▶ [TASK REQUIREMENTS]
1. Print the portion of the Jackson State University memorial article starting with "The university also" and going on through "a promise-filled life.".
2. Give what follows in the news article about the Latasha Norman memorial at Jackson State University, picking up after its final sentence.
-- SUPPLIED TEXT follows --
Jackson State University officials announced an annual symposium that will focus on relationship violence, as a standing-room-only crowd of more than 1,500 people packed the Rose Embly McCoy Auditorium to celebrate the life of Latasha Norman.
The university also is establishing an abuse prevention fund to support a newly created counseling center at Jackson State that will now bear Norman’s name.
“Latasha’s death was the consequence of a social ill in this country: relationship violence. We should not let her experience be in vain,” said President Ronald Mason Jr., who described the 20-year-old student as an intelligent woman with a promise-filled life.
“For our part, we have established the Latasha Norman Abuse Prevention Fund to support what will now be called the Latasha Norman Center for Social and Clinical Counseling at Jackson State University,” Mason added.
Norman, a junior accounting major from Greenville, Miss., disappeared on Nov. 13. Sixteen days later – after two prayer vigils and national media attention – her body was found in a wooded area of north Jackson. Her former boyfriend, Stanley Cole, 24, has been charged with her murder.
“Domestic violence is a very real problem among African-American women. Our young ladies must be taught to recognize the acts of violence as well as acts that lead to more violence,” College of Business Dean Glenda Glover said later. “The College of Business will address this issue from the economy and legal aspects, and this will be a collaborative effort with related disciplines on campus.”
-- SUPPLIED TEXT concluded --
-- RAW DATA follows --
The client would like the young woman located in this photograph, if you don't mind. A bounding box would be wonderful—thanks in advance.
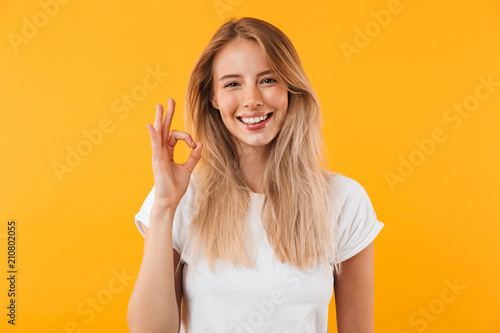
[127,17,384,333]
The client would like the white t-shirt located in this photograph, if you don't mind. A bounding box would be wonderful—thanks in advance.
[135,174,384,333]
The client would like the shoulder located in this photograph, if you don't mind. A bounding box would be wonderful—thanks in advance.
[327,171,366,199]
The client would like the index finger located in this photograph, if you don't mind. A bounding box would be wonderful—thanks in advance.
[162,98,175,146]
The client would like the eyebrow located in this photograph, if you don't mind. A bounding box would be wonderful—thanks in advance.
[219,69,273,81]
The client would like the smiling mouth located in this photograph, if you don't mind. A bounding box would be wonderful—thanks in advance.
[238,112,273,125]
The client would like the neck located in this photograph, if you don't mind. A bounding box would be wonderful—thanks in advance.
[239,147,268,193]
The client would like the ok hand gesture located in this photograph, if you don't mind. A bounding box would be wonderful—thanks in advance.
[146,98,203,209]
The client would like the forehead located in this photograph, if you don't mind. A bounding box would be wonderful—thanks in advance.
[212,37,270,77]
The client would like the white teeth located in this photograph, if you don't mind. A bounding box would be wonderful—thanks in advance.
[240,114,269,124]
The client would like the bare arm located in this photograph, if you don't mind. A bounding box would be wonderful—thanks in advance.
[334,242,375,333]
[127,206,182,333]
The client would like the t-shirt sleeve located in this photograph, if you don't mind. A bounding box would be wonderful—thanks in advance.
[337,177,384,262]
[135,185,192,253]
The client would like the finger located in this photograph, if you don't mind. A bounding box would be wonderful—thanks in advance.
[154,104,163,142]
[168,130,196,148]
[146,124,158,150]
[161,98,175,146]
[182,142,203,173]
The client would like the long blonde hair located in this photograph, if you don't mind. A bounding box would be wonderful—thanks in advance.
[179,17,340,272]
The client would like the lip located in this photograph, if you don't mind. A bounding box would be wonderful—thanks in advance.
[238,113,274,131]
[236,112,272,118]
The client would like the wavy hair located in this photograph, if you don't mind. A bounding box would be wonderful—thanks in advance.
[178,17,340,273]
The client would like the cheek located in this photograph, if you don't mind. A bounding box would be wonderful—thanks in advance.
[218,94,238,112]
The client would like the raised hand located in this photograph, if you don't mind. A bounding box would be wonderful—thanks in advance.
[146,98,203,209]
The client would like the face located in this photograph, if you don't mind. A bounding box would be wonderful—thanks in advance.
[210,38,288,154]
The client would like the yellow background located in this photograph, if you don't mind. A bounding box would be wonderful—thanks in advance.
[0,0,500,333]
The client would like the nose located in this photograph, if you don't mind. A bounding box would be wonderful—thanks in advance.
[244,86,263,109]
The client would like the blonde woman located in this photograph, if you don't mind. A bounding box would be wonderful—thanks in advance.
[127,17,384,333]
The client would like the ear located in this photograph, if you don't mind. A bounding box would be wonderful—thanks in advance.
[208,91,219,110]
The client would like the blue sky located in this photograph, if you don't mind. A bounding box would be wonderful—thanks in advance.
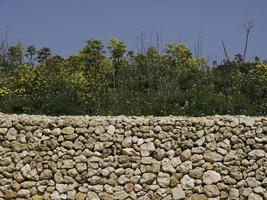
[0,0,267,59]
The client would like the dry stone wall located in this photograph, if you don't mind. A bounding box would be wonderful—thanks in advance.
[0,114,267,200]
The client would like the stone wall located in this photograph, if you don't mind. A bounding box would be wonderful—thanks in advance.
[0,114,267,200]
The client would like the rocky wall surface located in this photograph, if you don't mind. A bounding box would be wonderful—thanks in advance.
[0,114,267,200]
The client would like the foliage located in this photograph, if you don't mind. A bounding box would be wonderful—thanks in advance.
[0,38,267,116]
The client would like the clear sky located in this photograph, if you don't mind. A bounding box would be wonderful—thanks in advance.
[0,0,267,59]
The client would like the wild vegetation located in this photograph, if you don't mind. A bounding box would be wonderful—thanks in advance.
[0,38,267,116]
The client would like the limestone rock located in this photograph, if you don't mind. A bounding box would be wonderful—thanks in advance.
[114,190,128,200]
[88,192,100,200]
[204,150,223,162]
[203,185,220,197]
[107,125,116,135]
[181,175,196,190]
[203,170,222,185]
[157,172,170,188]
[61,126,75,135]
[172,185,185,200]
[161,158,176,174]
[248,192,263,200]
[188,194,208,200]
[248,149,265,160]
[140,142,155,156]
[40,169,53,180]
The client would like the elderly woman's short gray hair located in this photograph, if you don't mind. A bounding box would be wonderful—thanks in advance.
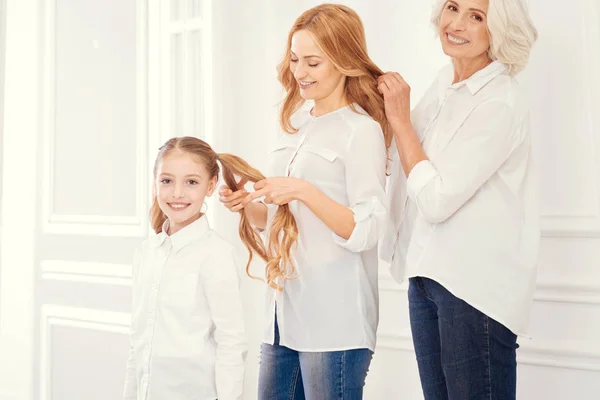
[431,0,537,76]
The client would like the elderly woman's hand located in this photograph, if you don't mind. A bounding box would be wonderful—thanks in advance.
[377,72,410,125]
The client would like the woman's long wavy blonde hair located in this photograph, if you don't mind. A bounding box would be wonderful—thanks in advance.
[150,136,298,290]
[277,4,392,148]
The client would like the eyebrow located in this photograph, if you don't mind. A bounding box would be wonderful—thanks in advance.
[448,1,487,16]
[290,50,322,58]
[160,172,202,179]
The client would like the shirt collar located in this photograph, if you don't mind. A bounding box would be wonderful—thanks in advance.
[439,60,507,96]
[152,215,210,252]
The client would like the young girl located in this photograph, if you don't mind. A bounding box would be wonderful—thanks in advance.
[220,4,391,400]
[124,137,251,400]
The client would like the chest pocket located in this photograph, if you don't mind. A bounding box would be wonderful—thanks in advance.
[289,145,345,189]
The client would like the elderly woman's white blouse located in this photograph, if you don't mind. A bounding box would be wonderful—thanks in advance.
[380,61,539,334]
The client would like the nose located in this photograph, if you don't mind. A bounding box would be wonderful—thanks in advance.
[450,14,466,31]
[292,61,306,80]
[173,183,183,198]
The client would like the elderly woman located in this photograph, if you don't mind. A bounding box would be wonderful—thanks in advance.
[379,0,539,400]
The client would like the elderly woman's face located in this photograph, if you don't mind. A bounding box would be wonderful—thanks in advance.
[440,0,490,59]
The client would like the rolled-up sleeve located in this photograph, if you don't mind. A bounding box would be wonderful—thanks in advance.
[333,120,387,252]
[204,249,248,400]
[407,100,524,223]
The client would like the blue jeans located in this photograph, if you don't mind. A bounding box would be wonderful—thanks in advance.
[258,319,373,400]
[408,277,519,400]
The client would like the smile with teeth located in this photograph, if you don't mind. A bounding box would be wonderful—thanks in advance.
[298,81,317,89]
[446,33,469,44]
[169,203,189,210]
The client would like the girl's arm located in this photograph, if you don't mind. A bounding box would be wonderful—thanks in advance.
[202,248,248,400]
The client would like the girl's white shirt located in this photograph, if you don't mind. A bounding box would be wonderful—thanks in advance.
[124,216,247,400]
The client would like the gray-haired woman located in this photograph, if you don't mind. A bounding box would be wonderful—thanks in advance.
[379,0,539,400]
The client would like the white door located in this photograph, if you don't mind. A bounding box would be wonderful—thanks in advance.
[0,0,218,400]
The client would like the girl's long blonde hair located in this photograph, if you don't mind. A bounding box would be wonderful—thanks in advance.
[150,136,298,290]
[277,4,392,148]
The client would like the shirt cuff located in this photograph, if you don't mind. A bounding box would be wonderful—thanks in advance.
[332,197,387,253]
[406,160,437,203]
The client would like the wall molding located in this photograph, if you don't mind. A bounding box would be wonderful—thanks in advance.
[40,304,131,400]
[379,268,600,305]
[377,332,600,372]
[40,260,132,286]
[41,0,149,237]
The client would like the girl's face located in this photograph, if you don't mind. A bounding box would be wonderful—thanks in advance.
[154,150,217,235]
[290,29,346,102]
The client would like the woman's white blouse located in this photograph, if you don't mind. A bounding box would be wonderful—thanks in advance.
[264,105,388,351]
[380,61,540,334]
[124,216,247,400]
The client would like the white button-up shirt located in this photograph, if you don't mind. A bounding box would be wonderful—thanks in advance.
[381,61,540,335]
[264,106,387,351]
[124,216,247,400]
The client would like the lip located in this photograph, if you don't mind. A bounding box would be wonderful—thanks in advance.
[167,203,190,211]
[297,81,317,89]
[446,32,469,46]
-- RAW DATA concluded --
▶ [RESPONSES PER TASK]
1.
The university also is establishing an abuse prevention fund to support a newly created counseling center at Jackson State that will now bear Norman’s name.
“Latasha’s death was the consequence of a social ill in this country: relationship violence. We should not let her experience be in vain,” said President Ronald Mason Jr., who described the 20-year-old student as an intelligent woman with a promise-filled life.

2.
In addition, the Latasha Norman Abuse Prevention Fund will support what will now be called the Latasha Norman Center for Social and Clinical Counseling at Jackson State. The counseling center, which was created in September, is located in the Office of the Dean of Student Life. Mason took a hard stance against relationship violence, urging men who feel a need to hit women to stop and get help now and insisting that women in abusive relationships get out.
“Promise me – no, promise yourself – that you will not put up with being treated like anything less than the beautiful person that you are,” Mason told the women at the memorial service.
Senior graphics design major Darryl Anderson of Gary, Ind., attended the prayer vigil and memorial service. “It was nice seeing all the students coming together whether they knew her or not,” he said.
“If any females are dealing with abuse, they should try and get help. There is no reason for innocent lives being taken by foolishness,” Anderson added.
At the end of the service, Latasha’s uncle, Freddy Norman, a photographer and graphic artist at Jackson State, thanked everyone for their prayers and support, adding, “We have 20 years of beautiful memories of Tasha that we will forever treasure.”